— Supplied material —
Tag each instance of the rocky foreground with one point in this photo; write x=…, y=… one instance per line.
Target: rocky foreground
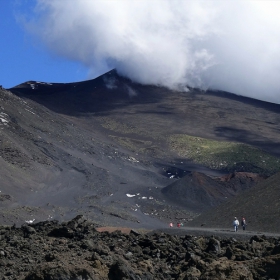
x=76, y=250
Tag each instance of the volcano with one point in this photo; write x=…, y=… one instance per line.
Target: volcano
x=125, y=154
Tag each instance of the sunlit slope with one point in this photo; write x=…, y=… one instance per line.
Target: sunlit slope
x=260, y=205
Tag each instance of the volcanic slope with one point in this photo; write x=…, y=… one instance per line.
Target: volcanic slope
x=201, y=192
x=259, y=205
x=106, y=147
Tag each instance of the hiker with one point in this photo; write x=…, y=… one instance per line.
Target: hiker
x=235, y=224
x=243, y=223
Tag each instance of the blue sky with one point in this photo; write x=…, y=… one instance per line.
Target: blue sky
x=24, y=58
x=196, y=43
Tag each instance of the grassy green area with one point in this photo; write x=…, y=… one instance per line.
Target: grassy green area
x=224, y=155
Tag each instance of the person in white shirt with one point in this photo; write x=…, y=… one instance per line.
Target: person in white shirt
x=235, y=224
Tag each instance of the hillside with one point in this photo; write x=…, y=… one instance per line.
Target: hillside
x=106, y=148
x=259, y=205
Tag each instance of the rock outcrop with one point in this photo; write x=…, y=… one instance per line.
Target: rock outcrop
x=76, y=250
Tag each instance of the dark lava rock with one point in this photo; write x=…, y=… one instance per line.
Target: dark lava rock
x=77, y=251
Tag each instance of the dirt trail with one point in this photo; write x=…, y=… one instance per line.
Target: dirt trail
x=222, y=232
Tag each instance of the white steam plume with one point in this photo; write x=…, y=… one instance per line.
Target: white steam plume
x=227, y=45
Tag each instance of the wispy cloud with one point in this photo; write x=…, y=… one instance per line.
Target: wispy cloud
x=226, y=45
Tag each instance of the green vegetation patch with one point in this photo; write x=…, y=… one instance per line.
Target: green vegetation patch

---

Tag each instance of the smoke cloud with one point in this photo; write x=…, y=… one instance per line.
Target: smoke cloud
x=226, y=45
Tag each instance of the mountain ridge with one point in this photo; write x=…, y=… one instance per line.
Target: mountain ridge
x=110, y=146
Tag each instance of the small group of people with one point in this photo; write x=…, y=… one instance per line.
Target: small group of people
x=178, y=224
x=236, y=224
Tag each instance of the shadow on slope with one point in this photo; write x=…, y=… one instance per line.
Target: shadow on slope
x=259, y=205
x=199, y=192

---

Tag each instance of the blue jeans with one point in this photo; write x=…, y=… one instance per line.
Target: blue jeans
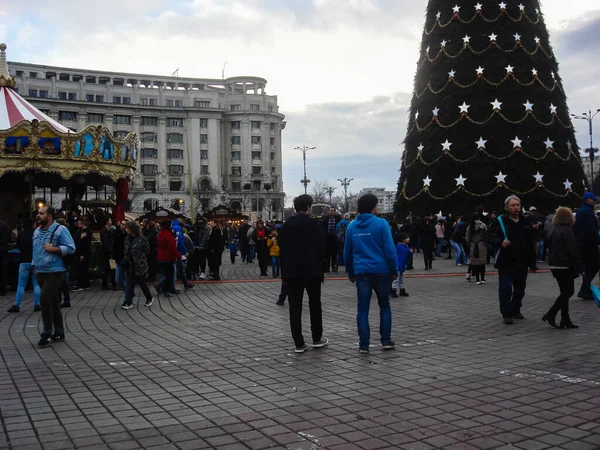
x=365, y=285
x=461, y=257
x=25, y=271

— Problem —
On how many lines above does "patch" occur? Say the number only.

— Response —
2